Aim - In the forum thread below about Savage rifles, what does NDTerminator say Wal Mart's policy is on returning firearms?

# savage 30/06 questions



## remingtoncff (Jan 10, 2010)

Anyone own this model 111FCXP3 http://www.savagearms.com/firearms/models/ at wal mart i was thinking about picking it up but dont have any experience with this brand , anybody have some info on accuracy, bolt handling and durability or am I better off saving up for a remington 700?


----------



## NDTerminator (Aug 20, 2003)

There's really no debate that the 700 is more rifle than a Savage 111. The guys who love Savages stand by there choice based on accuracy & value for the buck (and that gap is shrinking), but simply don't have as leg to stand on when the comparison turns to to beauty, lines, and quality of workmanship. NO one will deny Remington's track record of accuracy.

I've had my share of Savages over the years and by & large most are more an acceptably accurate, but even their top of the line stuff have a "cheap" aura about them, particularly when compared to something like a 700 CDL or the old BDL. I have a bunch of 700's, but the only Savage I still own is a LH HB bolt 17HMR that I replaced the cheap birch stock with a custom laminate. It's a fine shooter but more important was the only LH 17HMR bolt made at the time. If Remington came out with one, I would trade the Savage in on it in a heartbeat.

Also a caveat about buying from Wal Mart, they will not take returns on firearms under any circumstances and if you have a defect issue they won't handle it, you will be told to contact the company that makes the gun. I found this out the hard way with a Remington 597 and a Mossy 835 that were bought at WM and were defective new out of the box.

There has long been a rumor in the shooting sports community that WM sells guns that are seconds that don't pass QC to make it to a top tier gun shop or dealer's shelf. Maybe, maybe not, but the two guns I bought from WM over the years were both defective and once I paid for them I was one my own. Two in a row indicates a trend to me, not a coincidence. Do an internet search on hunting forums and there is no shortage of hese annecdotes.

Whichever way you decide to go, save yourself the aggravation, buy from a dedicated gun dealer or sporting goods store which will stand behind the firearms they sell...


----------



## Savage260 (Oct 21, 2007)

If you want some thing pretty to look at buy a painting or get a girlfriend, if you want a reliable hunting rifle that is just as accurate and less expensive than a 700 go for the Savage!


----------



## NDTerminator (Aug 20, 2003)

Why settle when you can have it all in one package, 260? :beer:


----------



## Savage260 (Oct 21, 2007)

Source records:

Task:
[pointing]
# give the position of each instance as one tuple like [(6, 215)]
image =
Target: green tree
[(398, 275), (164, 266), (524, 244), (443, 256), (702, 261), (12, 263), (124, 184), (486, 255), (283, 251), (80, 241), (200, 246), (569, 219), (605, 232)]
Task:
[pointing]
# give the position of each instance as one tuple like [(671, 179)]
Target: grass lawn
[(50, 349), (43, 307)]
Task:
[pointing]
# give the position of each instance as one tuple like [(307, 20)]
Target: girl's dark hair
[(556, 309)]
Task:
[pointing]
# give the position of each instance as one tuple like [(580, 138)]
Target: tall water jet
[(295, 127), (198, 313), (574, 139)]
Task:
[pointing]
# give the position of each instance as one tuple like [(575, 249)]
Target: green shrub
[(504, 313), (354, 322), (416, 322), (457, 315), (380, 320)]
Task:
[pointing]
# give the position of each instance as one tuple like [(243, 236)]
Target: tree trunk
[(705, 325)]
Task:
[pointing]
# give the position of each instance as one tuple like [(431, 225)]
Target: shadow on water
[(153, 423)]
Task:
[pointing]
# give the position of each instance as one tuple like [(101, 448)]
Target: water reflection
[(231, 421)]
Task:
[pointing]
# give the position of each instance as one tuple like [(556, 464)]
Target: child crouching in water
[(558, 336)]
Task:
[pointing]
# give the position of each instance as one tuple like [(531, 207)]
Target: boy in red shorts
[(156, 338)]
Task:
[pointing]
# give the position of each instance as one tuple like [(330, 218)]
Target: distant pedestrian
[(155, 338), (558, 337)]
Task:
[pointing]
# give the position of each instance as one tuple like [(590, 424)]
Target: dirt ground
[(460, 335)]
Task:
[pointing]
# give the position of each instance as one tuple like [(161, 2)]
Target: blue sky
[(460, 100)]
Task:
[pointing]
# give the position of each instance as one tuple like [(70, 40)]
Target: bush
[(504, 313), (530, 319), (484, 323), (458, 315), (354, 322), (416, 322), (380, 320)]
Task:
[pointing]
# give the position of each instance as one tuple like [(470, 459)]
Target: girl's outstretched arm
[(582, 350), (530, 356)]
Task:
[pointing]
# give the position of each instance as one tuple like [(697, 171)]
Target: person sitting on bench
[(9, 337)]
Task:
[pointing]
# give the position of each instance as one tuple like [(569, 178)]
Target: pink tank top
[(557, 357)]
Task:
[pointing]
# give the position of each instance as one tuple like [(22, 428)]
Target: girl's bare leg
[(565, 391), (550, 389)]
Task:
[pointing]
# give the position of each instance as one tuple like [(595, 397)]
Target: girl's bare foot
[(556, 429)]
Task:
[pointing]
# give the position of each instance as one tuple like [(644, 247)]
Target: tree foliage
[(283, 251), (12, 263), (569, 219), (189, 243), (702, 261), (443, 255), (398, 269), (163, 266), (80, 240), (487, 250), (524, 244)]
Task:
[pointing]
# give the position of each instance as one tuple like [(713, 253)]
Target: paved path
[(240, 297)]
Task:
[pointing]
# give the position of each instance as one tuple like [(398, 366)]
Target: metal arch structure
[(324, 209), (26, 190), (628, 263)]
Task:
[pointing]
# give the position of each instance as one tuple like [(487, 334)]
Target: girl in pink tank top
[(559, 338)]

Answer in full - Wal Mart will not take returns on firearms under any circumstances.